##### Stored records

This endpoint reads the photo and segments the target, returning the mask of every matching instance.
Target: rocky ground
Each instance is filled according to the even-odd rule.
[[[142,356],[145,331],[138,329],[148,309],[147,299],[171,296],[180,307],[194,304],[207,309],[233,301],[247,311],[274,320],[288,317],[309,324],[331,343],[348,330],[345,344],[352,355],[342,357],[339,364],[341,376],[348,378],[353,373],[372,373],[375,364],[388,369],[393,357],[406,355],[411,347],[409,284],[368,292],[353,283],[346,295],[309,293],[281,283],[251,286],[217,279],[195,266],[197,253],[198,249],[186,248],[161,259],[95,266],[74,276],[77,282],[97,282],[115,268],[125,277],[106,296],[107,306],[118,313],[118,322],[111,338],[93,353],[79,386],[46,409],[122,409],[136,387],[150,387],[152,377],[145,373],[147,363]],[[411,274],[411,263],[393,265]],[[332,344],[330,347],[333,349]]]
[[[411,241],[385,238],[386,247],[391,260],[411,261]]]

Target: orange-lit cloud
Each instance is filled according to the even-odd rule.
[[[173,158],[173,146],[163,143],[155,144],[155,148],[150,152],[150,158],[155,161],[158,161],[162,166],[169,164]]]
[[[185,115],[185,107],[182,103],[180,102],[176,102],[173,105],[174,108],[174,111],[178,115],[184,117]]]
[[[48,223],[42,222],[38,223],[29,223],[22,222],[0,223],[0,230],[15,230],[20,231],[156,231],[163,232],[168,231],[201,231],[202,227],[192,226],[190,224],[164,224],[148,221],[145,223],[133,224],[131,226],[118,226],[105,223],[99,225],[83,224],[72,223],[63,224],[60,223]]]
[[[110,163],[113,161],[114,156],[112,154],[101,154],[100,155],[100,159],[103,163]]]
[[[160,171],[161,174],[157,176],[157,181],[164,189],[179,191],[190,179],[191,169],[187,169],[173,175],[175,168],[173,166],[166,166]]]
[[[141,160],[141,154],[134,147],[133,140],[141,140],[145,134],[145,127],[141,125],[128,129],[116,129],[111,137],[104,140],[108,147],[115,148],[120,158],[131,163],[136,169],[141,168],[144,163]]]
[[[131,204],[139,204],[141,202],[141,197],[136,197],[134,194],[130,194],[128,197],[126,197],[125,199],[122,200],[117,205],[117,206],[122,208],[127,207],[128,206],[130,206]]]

##########

** Request **
Put the lines above into a numbered list, from the first line of the items through the line containing "[[[411,241],[385,238],[386,247],[391,260],[411,261]]]", both included, and leave out any blank lines.

** Output of the task **
1. This endpoint reads the photo and segments the target, returning the mask of every matching instance.
2. Target: rocky ground
3. Each instance is filled according to the even-odd rule.
4. [[[142,356],[145,331],[138,329],[148,309],[147,299],[171,296],[180,307],[194,304],[207,309],[233,301],[247,311],[274,320],[288,317],[309,324],[331,343],[348,330],[345,344],[352,355],[342,357],[339,364],[341,376],[348,378],[353,373],[372,373],[375,364],[388,369],[393,357],[406,355],[411,347],[409,284],[368,292],[353,283],[346,295],[309,293],[281,283],[251,286],[217,279],[195,266],[197,253],[198,249],[186,248],[161,259],[95,266],[74,276],[77,282],[97,282],[115,268],[125,277],[106,296],[107,306],[118,313],[118,322],[111,338],[93,353],[79,386],[46,409],[122,409],[136,387],[150,387],[152,377],[145,373],[147,363]],[[411,274],[411,263],[393,265]],[[332,344],[330,347],[333,349]]]
5. [[[411,241],[385,238],[386,247],[391,260],[411,261]]]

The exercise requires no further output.